## Provided passage

····················

It seems like an easy enough question to answer, doesn’t it? If you ask the co-founder, chairman and chief executive officer, Mark Zuckerberg, he’s likely to tell you that it’s a platform which hopes to connect the world in a much more open way. If you ask the average person on the street, they’ll probably tell you that it’s an online place to connect with friends. If you ask a nerd like me, you’ll probably hear the words "online social network" or "social media channel" bandied around. None of those are wrong answers, but none of those are tied to any semblance of a business objective.

We’re looking for the business of Facebook.

Apple sells computers, iPhones and iPads. Ford sells cars, vans and trucks. Lululemon sells yoga clothing and gear. What does Facebook sell? You could say advertising. They sell advertising to the tune of several billions of dollars each and every year. If we lay that business model against other companies that sell advertising (think newspapers, magazines, TV shows, radio stations, online channels – like The Huffington Post, etc…), we wind up in one place: Facebook is a media company. Is that how the c-level suite of Facebook would define themselves? If Facebook is a media company, we then have to ask ourselves: what kind of media channel does Facebook provide and how does it compare to those other media channels?

This is where we start getting into trouble.

The current woes of Facebook’s IPO is being driven by business people who are lumping Facebook into every other media channel and comparing it – in terms of advertising revenue performance – to them. Why are we trying to make Facebook be like every other media business? Well, with over nine hundred million people connected on it, we have a mass audience of eyeballs that are primed for marketing and media messages because they spend so much time on Facebook staring at pictures of people they swore they would never want to see again after high school. The problem with this business model diagnosis is that the average Facebook user probably doesn’t believe that they’re on a media page, do they? The average Facebook user has about 120 connections. They’re not on Facebook to read the news, watch a funny music video or edit a piece of content. They’re on Facebook to share personal information with either people that they know or people that they want to know. A brand’s ability to get a message through to an individual with such a small amount of connections is challenging… to say the least. Facebook is a very personal experience for most users.

····················

## Exercise data
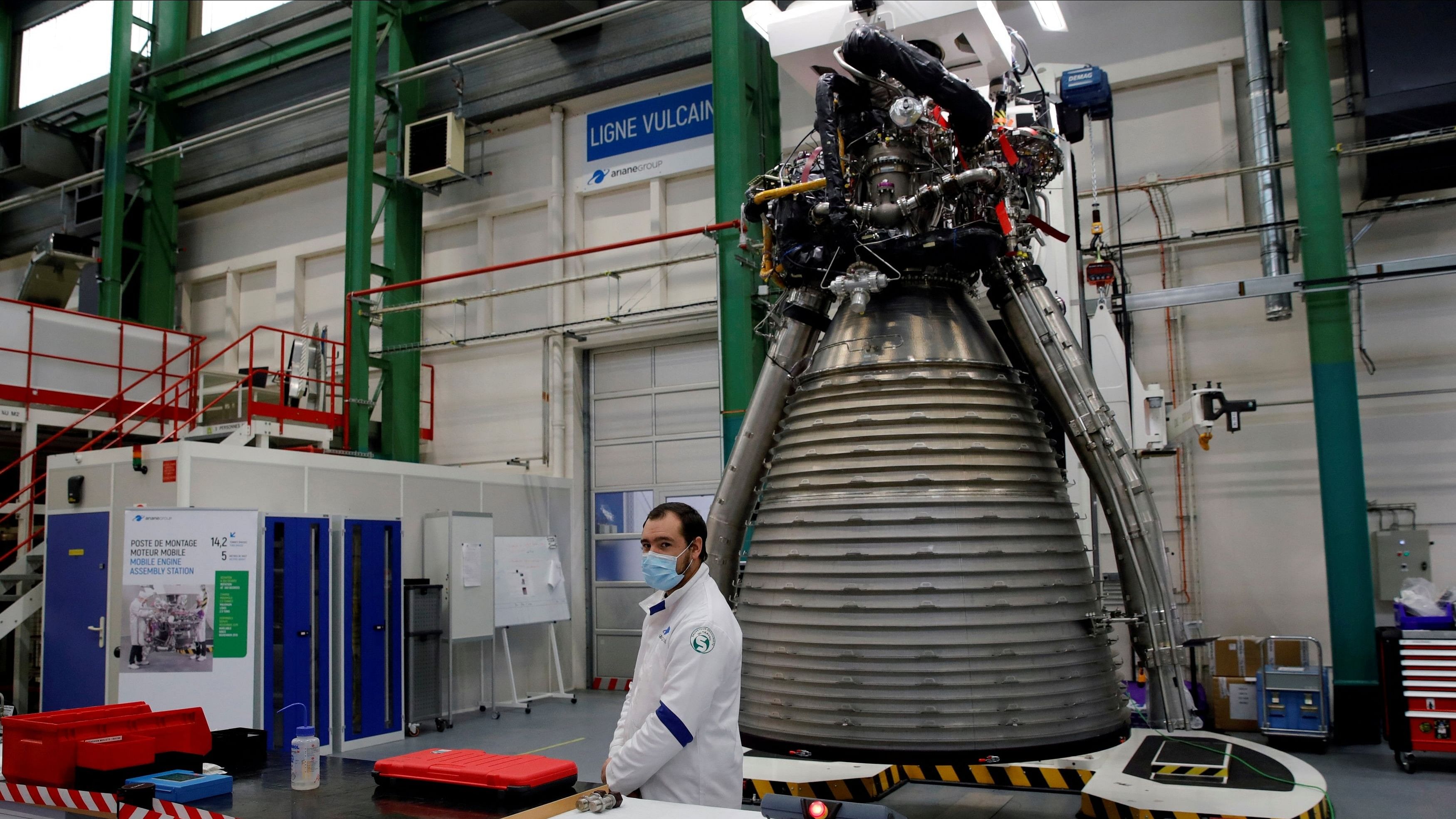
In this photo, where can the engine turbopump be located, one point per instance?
(918, 587)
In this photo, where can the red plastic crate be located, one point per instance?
(43, 748)
(477, 769)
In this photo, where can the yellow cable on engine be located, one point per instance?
(790, 190)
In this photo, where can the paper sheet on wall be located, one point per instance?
(471, 559)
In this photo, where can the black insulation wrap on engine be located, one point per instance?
(835, 98)
(871, 50)
(969, 248)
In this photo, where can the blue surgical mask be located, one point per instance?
(660, 571)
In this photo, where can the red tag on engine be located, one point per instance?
(1004, 217)
(1007, 150)
(1100, 274)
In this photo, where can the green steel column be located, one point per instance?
(404, 249)
(746, 143)
(8, 53)
(359, 220)
(114, 184)
(1333, 371)
(159, 233)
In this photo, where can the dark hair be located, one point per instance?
(692, 523)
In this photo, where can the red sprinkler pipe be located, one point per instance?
(552, 258)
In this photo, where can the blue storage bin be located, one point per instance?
(1416, 623)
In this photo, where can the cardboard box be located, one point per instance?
(1243, 655)
(1235, 703)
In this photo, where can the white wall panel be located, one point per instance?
(693, 363)
(210, 312)
(688, 411)
(448, 251)
(257, 306)
(689, 460)
(488, 403)
(614, 216)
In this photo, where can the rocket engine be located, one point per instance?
(916, 587)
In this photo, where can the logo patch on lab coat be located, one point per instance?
(702, 641)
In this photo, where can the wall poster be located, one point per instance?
(191, 593)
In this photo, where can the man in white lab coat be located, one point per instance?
(140, 610)
(678, 738)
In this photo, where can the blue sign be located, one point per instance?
(650, 123)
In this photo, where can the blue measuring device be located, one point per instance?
(186, 786)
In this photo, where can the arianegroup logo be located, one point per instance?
(603, 173)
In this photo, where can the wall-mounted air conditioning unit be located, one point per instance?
(434, 149)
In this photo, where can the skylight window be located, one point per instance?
(73, 49)
(219, 14)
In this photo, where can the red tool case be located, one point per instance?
(1419, 675)
(515, 776)
(46, 748)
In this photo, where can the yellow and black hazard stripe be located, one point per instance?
(861, 789)
(1027, 777)
(1098, 808)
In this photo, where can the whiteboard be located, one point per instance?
(530, 582)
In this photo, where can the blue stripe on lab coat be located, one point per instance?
(675, 725)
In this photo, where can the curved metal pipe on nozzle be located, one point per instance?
(1065, 374)
(950, 185)
(739, 489)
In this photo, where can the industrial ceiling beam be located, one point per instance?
(156, 302)
(114, 182)
(359, 222)
(746, 143)
(404, 254)
(1333, 374)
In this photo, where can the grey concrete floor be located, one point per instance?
(1363, 780)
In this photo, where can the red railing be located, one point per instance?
(251, 380)
(43, 385)
(177, 405)
(107, 405)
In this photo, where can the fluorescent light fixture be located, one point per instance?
(1049, 15)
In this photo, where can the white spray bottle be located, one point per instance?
(305, 755)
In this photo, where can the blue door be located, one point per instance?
(296, 625)
(73, 666)
(372, 631)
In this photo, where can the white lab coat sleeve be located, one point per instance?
(695, 668)
(619, 737)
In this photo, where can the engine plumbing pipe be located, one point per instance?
(363, 294)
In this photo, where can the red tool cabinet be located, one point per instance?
(518, 774)
(1419, 677)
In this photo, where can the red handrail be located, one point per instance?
(248, 377)
(102, 405)
(187, 380)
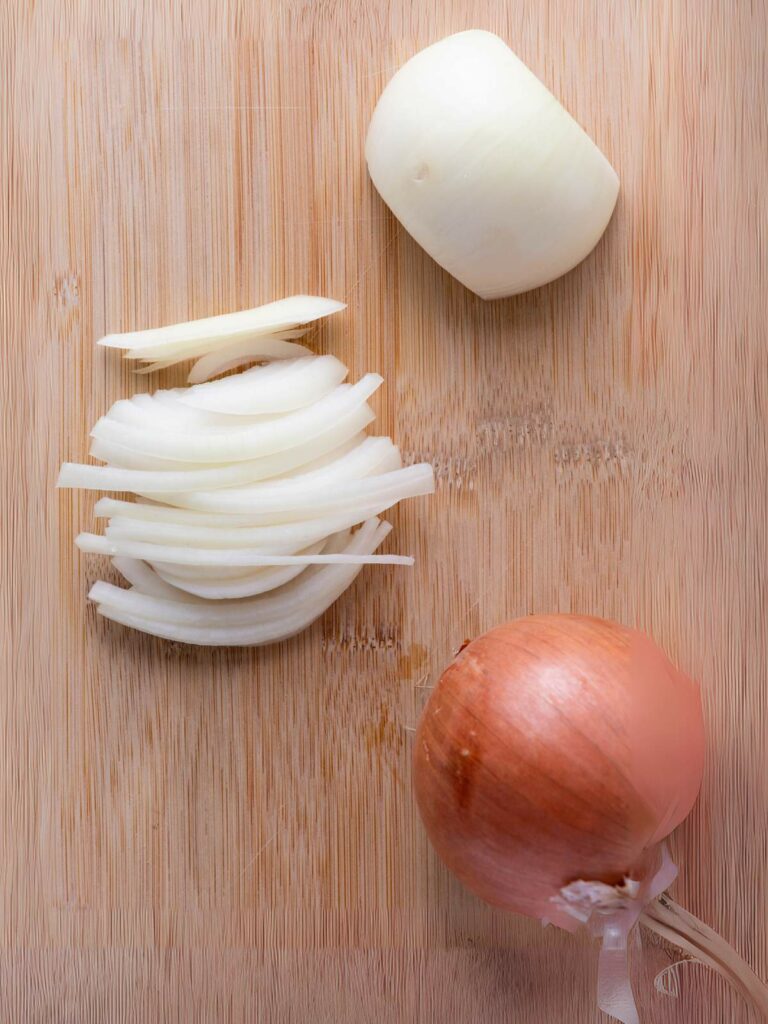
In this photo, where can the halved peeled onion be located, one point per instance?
(481, 164)
(252, 487)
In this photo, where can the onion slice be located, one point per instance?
(256, 391)
(248, 441)
(94, 544)
(216, 331)
(231, 356)
(290, 611)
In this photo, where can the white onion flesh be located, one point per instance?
(95, 544)
(251, 486)
(412, 481)
(274, 617)
(248, 441)
(232, 356)
(141, 577)
(285, 313)
(300, 383)
(210, 364)
(484, 168)
(368, 458)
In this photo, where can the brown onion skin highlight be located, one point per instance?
(556, 748)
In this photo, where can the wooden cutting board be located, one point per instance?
(190, 835)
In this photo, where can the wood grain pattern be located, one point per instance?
(230, 836)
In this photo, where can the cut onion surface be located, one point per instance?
(215, 331)
(249, 489)
(274, 616)
(242, 352)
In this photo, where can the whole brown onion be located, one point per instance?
(556, 748)
(551, 760)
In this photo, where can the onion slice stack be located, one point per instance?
(220, 343)
(258, 494)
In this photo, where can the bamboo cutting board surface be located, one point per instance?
(229, 835)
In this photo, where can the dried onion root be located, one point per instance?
(258, 493)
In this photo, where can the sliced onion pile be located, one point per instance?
(251, 486)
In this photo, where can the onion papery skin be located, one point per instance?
(553, 749)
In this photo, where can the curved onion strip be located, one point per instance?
(411, 481)
(123, 458)
(164, 410)
(255, 392)
(152, 512)
(222, 589)
(361, 460)
(166, 341)
(217, 583)
(299, 604)
(151, 368)
(288, 535)
(221, 582)
(96, 545)
(119, 535)
(140, 577)
(251, 350)
(247, 442)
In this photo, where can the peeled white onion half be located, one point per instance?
(484, 168)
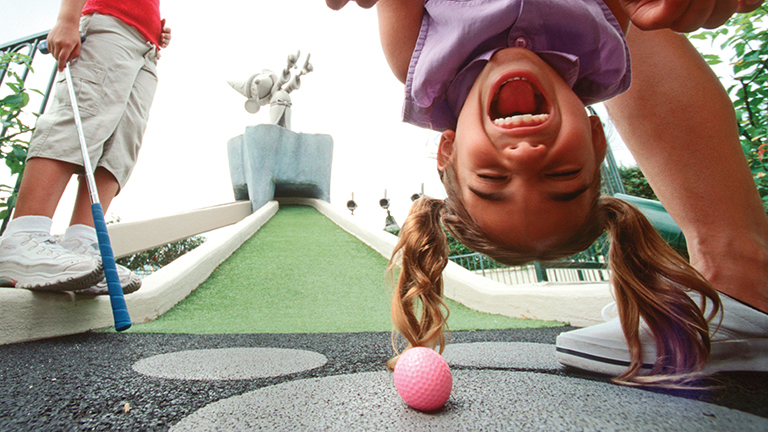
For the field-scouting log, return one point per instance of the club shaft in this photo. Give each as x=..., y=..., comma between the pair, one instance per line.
x=89, y=179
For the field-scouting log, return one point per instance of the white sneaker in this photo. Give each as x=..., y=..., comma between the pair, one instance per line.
x=129, y=281
x=739, y=343
x=35, y=261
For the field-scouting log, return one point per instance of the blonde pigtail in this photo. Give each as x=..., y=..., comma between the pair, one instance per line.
x=651, y=281
x=422, y=254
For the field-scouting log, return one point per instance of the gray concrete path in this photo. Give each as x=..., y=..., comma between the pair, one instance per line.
x=503, y=380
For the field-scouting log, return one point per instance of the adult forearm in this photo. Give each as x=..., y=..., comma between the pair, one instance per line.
x=680, y=126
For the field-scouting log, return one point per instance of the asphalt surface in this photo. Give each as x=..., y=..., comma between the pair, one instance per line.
x=503, y=380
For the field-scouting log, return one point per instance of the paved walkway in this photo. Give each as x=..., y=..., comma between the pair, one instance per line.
x=503, y=380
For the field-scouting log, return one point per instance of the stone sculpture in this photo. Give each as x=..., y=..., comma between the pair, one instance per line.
x=268, y=88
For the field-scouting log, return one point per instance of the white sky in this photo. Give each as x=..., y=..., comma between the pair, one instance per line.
x=351, y=95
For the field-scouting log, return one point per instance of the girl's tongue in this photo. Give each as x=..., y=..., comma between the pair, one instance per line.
x=516, y=97
x=519, y=104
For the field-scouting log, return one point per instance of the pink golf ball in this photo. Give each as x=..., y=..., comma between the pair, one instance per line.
x=423, y=379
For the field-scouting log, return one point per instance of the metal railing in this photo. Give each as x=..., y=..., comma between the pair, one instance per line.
x=27, y=46
x=562, y=271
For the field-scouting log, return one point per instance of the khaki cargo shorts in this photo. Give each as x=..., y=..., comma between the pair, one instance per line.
x=114, y=79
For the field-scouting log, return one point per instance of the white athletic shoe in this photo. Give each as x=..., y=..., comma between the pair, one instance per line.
x=35, y=261
x=739, y=343
x=129, y=281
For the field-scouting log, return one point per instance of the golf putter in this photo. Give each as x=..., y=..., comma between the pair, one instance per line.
x=117, y=300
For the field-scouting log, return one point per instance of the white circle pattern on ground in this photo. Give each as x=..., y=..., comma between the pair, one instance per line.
x=481, y=400
x=520, y=355
x=229, y=363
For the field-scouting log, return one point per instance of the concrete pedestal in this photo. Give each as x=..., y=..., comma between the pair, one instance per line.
x=269, y=162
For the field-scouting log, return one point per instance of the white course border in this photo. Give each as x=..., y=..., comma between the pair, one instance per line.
x=577, y=303
x=28, y=315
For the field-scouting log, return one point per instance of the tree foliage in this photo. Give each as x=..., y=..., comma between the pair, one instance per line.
x=635, y=183
x=745, y=40
x=161, y=256
x=14, y=139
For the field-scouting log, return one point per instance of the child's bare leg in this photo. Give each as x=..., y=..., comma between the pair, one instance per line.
x=42, y=186
x=680, y=126
x=399, y=25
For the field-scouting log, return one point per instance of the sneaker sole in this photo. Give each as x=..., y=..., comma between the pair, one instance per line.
x=43, y=282
x=133, y=286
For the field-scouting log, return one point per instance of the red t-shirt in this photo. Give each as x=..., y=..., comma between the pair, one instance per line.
x=144, y=15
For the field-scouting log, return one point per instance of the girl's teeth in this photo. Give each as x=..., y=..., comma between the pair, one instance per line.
x=522, y=120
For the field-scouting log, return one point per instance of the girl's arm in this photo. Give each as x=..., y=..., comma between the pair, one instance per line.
x=618, y=12
x=399, y=25
x=64, y=37
x=684, y=15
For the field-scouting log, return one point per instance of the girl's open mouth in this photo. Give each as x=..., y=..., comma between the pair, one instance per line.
x=519, y=103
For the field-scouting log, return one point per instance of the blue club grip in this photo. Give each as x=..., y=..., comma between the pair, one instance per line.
x=119, y=308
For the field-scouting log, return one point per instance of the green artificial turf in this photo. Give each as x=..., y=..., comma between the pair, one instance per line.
x=301, y=273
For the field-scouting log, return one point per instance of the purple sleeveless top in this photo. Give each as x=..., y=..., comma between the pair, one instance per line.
x=580, y=39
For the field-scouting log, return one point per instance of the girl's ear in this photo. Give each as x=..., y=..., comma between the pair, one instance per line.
x=598, y=138
x=445, y=149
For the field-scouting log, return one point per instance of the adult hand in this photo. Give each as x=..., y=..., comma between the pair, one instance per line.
x=64, y=42
x=338, y=4
x=684, y=15
x=165, y=36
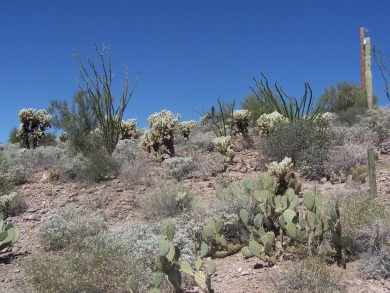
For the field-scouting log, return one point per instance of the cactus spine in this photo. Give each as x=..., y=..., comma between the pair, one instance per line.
x=368, y=74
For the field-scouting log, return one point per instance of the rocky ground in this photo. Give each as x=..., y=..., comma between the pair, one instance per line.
x=117, y=201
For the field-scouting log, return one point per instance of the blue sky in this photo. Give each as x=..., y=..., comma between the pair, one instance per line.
x=188, y=52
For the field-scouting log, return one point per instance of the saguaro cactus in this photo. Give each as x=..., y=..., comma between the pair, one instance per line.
x=368, y=73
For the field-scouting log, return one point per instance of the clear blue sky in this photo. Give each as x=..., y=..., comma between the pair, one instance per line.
x=188, y=52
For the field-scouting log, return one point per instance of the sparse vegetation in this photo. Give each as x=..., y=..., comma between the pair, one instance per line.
x=97, y=244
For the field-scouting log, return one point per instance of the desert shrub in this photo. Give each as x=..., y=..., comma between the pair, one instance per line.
x=224, y=145
x=6, y=185
x=68, y=227
x=356, y=134
x=350, y=116
x=136, y=171
x=345, y=96
x=92, y=167
x=19, y=174
x=42, y=158
x=180, y=167
x=166, y=200
x=311, y=275
x=18, y=205
x=220, y=121
x=48, y=139
x=367, y=222
x=129, y=129
x=14, y=137
x=186, y=127
x=9, y=156
x=127, y=150
x=99, y=166
x=254, y=104
x=12, y=204
x=209, y=165
x=288, y=106
x=101, y=265
x=201, y=139
x=70, y=166
x=306, y=142
x=141, y=241
x=375, y=265
x=343, y=158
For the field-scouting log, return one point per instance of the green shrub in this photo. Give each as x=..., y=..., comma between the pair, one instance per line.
x=19, y=174
x=350, y=116
x=367, y=222
x=42, y=158
x=180, y=167
x=311, y=275
x=288, y=106
x=12, y=204
x=6, y=186
x=375, y=265
x=100, y=263
x=68, y=227
x=306, y=142
x=86, y=160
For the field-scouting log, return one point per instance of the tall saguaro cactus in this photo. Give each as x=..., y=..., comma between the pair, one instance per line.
x=368, y=73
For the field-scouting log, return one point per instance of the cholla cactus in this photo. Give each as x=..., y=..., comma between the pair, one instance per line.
x=204, y=119
x=161, y=133
x=223, y=144
x=34, y=123
x=129, y=129
x=280, y=169
x=241, y=121
x=63, y=136
x=267, y=122
x=186, y=127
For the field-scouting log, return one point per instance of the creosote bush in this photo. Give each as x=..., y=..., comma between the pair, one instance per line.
x=179, y=167
x=311, y=275
x=306, y=142
x=99, y=263
x=68, y=227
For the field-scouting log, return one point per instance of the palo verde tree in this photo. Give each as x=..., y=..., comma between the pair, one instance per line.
x=98, y=93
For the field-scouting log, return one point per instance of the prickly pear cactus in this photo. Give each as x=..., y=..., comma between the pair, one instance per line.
x=214, y=242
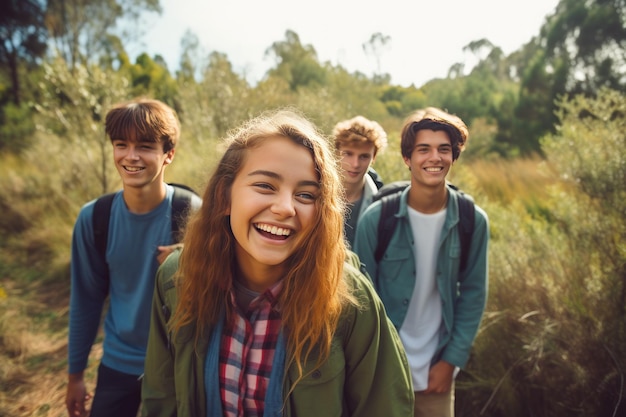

····················

## List of tasks
A - According to the Facebook passage, about how many connections does the average Facebook user have?
B - For each statement, say whether it agrees with the Facebook passage, and quote the words that decide it. (i) Mark Zuckerberg is described as Facebook's chief financial officer. (ii) Facebook has over nine hundred million people connected on it. (iii) The average user is on Facebook mainly to read the news.
Set the material aside; it has no role here.

## Solutions per task
A - About 120.

B -
(i) No: "co-founder, chairman and chief executive officer, Mark Zuckerberg"
(ii) Yes: "with over nine hundred million people connected on it"
(iii) No: "They’re not on Facebook to read the news"